* begin Dataset records *

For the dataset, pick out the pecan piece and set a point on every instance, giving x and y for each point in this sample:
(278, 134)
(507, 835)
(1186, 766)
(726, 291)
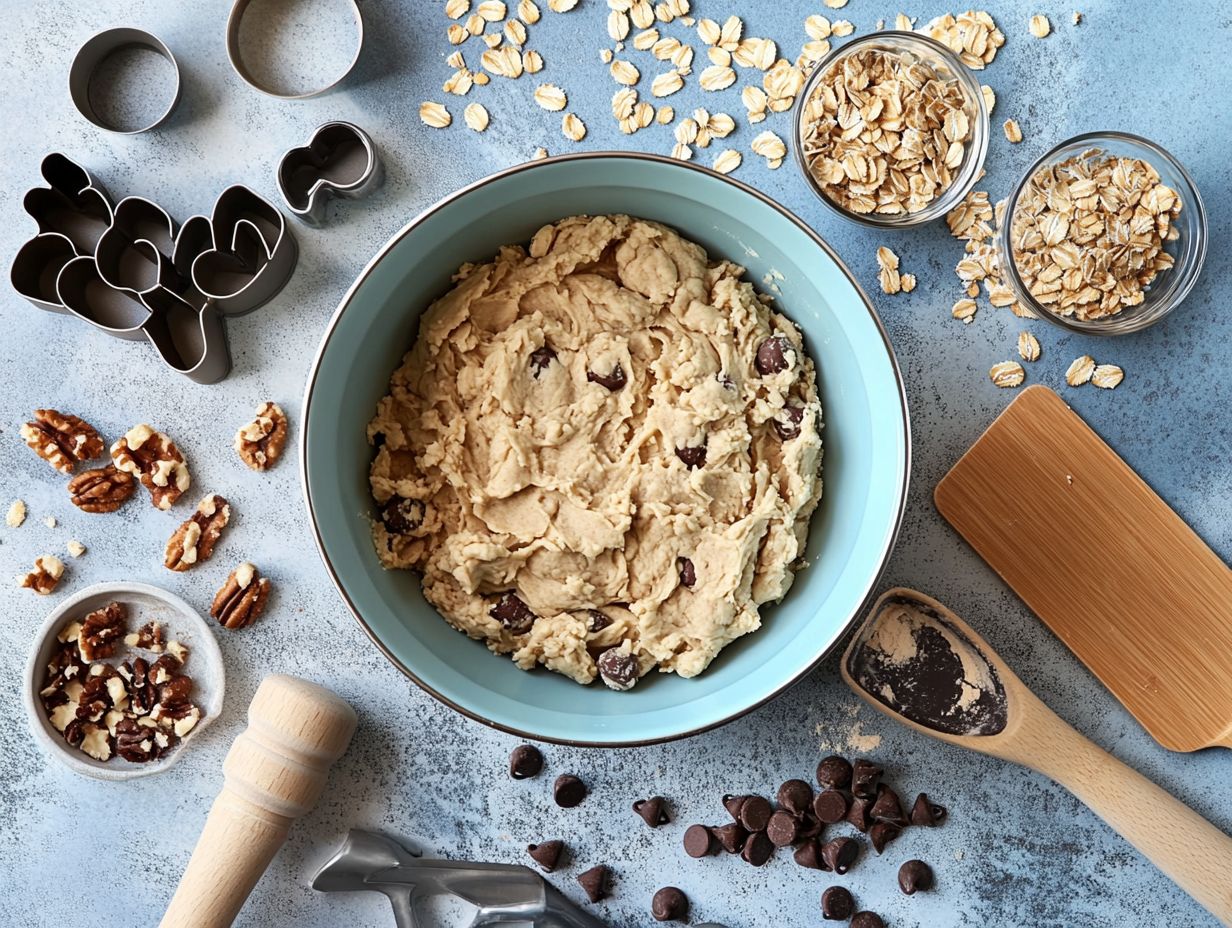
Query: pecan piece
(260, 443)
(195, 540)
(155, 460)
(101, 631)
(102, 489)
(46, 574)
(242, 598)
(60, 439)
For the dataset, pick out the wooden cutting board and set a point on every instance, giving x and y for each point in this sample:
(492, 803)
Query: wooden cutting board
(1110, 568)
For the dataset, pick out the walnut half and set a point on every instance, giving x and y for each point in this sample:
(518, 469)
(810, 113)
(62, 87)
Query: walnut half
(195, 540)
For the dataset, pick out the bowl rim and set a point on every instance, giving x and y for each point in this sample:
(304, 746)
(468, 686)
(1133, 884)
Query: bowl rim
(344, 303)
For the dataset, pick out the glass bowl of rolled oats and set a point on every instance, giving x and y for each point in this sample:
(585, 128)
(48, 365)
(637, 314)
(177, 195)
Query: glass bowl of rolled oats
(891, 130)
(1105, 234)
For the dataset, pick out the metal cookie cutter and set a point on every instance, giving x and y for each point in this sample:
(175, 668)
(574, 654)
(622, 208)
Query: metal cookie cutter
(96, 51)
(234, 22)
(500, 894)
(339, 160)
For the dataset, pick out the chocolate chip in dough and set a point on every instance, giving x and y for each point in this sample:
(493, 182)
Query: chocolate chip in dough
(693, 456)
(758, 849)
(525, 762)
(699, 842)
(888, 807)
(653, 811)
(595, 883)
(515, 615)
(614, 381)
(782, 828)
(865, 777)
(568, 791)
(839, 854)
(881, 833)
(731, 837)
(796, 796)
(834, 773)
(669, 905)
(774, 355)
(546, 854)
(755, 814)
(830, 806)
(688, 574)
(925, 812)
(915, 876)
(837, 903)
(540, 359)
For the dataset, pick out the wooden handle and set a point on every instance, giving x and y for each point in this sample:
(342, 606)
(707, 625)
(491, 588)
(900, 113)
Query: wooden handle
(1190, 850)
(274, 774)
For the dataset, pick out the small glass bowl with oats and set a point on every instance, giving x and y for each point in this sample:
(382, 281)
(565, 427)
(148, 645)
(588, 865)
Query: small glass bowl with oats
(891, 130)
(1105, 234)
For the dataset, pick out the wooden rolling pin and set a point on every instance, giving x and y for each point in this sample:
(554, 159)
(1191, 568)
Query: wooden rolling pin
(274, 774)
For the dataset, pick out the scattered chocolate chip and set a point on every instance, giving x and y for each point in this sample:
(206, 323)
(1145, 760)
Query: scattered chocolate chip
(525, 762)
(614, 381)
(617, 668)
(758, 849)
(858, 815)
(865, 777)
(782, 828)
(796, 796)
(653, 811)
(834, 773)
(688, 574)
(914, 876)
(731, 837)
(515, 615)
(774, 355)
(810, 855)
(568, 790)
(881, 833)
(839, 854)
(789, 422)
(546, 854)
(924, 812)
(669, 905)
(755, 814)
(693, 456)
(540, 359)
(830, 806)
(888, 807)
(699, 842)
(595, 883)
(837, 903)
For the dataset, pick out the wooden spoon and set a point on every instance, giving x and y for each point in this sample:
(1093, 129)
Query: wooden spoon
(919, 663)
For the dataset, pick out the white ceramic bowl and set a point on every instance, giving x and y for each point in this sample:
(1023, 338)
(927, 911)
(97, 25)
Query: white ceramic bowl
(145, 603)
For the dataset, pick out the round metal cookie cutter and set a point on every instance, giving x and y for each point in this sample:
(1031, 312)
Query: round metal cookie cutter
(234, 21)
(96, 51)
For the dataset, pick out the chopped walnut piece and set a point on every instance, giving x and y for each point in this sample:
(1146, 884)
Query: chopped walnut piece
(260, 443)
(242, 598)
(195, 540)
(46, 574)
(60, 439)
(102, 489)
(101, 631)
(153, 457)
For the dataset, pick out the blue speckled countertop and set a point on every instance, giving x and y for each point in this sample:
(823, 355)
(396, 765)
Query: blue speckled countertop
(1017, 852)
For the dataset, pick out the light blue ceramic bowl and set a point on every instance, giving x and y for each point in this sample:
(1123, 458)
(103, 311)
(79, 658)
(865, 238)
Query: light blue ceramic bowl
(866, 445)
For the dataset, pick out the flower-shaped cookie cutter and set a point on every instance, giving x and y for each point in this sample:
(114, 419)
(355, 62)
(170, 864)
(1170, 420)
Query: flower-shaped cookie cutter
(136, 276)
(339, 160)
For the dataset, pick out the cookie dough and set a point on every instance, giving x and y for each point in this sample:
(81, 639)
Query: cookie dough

* end Dataset records *

*Task prompt*. Drop the pictures and reproduce the rest of the entries above exactly.

*Result of the exercise*.
For the dataset, pick out the pecan piece and set a point on every instance, giving x and y for each point in this sample:
(278, 134)
(507, 835)
(1186, 766)
(726, 291)
Query: pecan piece
(260, 443)
(195, 540)
(155, 460)
(101, 631)
(102, 489)
(46, 574)
(242, 598)
(60, 439)
For the dataset, pick out the wooden cutting board and set a point on every instance, giving x and y for each point in this sample:
(492, 803)
Query: wooden cutting board
(1110, 568)
For the dataset, pick out the walnut half and set a point on every instance, giving x and y for each point in this sample:
(518, 469)
(810, 113)
(62, 87)
Query: walnut half
(195, 540)
For the dataset, pick out the bowl rim and set a point on every instance, giving x and y for each point in this sample:
(304, 746)
(468, 686)
(1133, 884)
Query: bowl rim
(344, 303)
For the dataset, pick out the glass bowl of rolled oats and set a point on every instance, giving x and y for each point in this sample:
(585, 128)
(48, 365)
(637, 314)
(177, 195)
Query: glass bowl of rolled oats
(891, 130)
(1105, 234)
For the dataset, pick out the metal cookie cutter and set a point on every instance, giving x and y for each point in this sample:
(175, 668)
(574, 654)
(622, 208)
Query: metal cookie cutter
(96, 51)
(234, 22)
(500, 894)
(339, 160)
For the dataset, pick out the chocolate chip in dough and set a point on every instance, giving x and y for each point in this sample:
(493, 182)
Query: chocolate chip in dough
(693, 456)
(758, 849)
(525, 762)
(699, 842)
(888, 807)
(653, 811)
(595, 883)
(515, 615)
(614, 381)
(782, 828)
(865, 777)
(568, 791)
(839, 854)
(881, 833)
(731, 837)
(796, 796)
(834, 773)
(669, 905)
(774, 355)
(546, 854)
(755, 814)
(830, 806)
(688, 574)
(925, 812)
(915, 876)
(837, 903)
(540, 359)
For the dataset, pick out the wooden handle and set a point on every instance, giving x and y for each point in this sample:
(342, 606)
(707, 625)
(491, 588)
(900, 113)
Query: wooden handle
(1190, 850)
(274, 774)
For the dataset, pick out the small glass bowl with oats and set a point on every instance, giving x and y for each point in this sample:
(382, 281)
(565, 427)
(148, 645)
(588, 865)
Query: small glass bowl with oats
(891, 130)
(1105, 234)
For the dataset, pick out the wooden rolling pin and set a point on every instance, giving x and y for each point in this sample:
(554, 159)
(1191, 568)
Query: wooden rolling pin
(274, 774)
For the dataset, pick out the scattered chocolate chip and set a point on every instance, giving x and y for each point in this sample:
(206, 323)
(1145, 760)
Query: scattered chocolate chip
(525, 762)
(614, 381)
(617, 668)
(758, 849)
(858, 815)
(865, 777)
(782, 828)
(796, 796)
(653, 811)
(834, 773)
(688, 574)
(914, 876)
(731, 837)
(515, 615)
(774, 355)
(810, 855)
(568, 790)
(881, 833)
(839, 854)
(789, 422)
(546, 854)
(924, 812)
(669, 905)
(755, 814)
(693, 456)
(540, 359)
(830, 806)
(888, 807)
(699, 842)
(595, 883)
(837, 903)
For the dataset, pick out the wooden spoon and set a point on every instance, giving x and y for each point in this sample:
(1093, 129)
Query: wooden spoon
(919, 663)
For the dataset, pick out the white ceramic bowl and set a point on every instance, giving x and y for each point in this sample:
(1023, 338)
(927, 911)
(97, 25)
Query: white ceramic bowl
(145, 603)
For the dataset, pick out the round metal cookie cutter and set a point on every instance, giving x and y for each point in this sample:
(1031, 312)
Query: round metal cookie cutter
(234, 21)
(96, 51)
For the dataset, pick out the chopped walnut piece and set a point on every instance, giving x and y for each point in this sample:
(1146, 884)
Query: chopped walnut piece
(260, 443)
(242, 598)
(195, 540)
(46, 574)
(60, 439)
(102, 489)
(101, 631)
(153, 457)
For the dataset, pick out the blue speckled countertop and set a point on every instance, giving x and y for each point in this sample:
(823, 355)
(396, 765)
Query: blue speckled countertop
(1017, 852)
For the dataset, pick out the light blue ceramic bowl and set a point on every instance, giving x and y for each point in this sample:
(1123, 458)
(103, 311)
(79, 658)
(865, 238)
Query: light blue ceramic bowl
(866, 445)
For the dataset, pick out the flower-shaped cookie cutter and set a point on every instance, giving x and y for each point in this sample:
(114, 419)
(355, 62)
(170, 864)
(1170, 420)
Query: flower-shaped cookie cutter
(136, 276)
(339, 160)
For the dataset, pick out the cookie dough and set a point on every instance, giving x and y for each point in this sample:
(81, 639)
Query: cookie dough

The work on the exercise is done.